(Position identification records):
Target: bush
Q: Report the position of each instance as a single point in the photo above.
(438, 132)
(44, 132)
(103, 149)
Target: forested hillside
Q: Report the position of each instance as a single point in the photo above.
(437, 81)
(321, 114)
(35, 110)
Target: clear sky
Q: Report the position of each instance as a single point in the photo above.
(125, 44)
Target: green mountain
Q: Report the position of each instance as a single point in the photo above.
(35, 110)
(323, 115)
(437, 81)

(What is being asked): Please update the rows above by replacing every "Target" with "Label" and leaving everything else unchanged.

(Finished exercise):
Label: bush
Q: Report the position of each instance as a single point in the photo above.
(438, 132)
(44, 132)
(103, 149)
Label: forested hillside
Q: Report the position of each instance as a single point in the photo above.
(437, 81)
(321, 114)
(35, 110)
Label: clear sky
Q: Report the position of each instance as a single point in the photo above.
(125, 44)
Label: green mountain
Q: Report the position of each instance as a single point in the photo above.
(35, 110)
(323, 115)
(437, 81)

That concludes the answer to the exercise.